WHAT TO PRODUCE —
From the listing below, copy out unchanged the lines from the one containing "any piglet's mouth" through the one containing "325, 570, 395, 609", including both of those lines.

AVAILABLE DATA —
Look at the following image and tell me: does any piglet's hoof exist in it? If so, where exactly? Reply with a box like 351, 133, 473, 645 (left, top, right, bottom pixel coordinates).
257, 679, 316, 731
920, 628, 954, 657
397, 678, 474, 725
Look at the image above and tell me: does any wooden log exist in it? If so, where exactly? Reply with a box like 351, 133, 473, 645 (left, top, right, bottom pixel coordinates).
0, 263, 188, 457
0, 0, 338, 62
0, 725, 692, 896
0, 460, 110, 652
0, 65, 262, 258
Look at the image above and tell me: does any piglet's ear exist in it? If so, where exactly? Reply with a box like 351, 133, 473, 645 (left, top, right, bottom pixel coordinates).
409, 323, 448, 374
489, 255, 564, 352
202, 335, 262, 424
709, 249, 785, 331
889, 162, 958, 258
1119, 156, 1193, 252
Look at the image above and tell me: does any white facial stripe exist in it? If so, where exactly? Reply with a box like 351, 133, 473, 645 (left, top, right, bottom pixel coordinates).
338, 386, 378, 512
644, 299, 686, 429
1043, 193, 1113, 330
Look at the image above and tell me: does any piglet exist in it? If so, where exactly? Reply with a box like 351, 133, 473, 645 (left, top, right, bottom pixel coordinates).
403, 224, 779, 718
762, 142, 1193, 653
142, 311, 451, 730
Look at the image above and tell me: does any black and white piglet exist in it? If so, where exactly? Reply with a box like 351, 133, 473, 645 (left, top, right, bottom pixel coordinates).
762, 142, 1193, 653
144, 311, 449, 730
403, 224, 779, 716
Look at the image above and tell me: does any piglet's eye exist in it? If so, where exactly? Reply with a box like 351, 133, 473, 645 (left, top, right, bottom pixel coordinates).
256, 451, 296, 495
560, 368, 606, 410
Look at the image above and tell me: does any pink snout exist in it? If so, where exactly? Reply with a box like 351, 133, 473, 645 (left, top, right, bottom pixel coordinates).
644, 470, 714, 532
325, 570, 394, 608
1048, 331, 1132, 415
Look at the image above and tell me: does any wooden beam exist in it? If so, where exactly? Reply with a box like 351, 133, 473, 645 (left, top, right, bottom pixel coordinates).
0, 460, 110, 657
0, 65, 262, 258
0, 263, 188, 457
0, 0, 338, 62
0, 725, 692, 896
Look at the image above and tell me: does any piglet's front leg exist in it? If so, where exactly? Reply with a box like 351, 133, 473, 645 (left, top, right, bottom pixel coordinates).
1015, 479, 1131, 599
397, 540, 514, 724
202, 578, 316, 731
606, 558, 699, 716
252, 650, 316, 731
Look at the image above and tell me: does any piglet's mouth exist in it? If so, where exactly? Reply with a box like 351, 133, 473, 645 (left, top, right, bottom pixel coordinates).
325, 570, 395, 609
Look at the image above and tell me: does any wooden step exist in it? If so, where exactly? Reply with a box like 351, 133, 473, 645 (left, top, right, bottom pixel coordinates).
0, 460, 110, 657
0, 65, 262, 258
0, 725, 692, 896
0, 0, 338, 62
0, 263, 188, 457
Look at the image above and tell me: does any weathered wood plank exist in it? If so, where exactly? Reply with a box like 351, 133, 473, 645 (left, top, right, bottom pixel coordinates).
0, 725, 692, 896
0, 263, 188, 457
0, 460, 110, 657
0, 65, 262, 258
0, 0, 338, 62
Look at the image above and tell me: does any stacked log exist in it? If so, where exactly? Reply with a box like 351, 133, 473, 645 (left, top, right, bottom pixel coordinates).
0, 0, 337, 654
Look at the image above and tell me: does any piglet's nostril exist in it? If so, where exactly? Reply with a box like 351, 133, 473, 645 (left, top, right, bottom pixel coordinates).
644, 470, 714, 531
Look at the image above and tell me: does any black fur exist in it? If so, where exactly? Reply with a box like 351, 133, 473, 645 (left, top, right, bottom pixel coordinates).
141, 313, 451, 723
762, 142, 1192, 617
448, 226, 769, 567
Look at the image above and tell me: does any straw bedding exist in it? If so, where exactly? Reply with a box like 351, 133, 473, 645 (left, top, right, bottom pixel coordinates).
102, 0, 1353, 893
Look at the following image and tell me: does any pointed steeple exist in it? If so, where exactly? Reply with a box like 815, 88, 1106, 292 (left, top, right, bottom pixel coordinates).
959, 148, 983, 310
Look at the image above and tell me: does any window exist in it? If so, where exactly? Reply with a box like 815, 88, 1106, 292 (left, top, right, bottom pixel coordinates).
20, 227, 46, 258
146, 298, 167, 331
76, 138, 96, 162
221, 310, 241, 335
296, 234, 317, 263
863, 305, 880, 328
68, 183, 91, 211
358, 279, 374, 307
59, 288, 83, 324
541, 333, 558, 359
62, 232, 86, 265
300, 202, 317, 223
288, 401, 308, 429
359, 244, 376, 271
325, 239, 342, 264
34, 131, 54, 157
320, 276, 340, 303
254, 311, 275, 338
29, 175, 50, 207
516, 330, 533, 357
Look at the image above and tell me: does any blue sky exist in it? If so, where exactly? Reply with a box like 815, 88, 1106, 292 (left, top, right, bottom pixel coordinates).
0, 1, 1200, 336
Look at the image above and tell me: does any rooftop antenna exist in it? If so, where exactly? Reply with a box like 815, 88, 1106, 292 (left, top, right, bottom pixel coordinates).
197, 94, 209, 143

TASK OUTPUT —
Look at the image above and tell me: does any piglet's mouth exist in it? If so, where exactly? Reply with a box like 351, 133, 473, 645 (left, top, right, bottom pixel coordinates).
325, 570, 395, 609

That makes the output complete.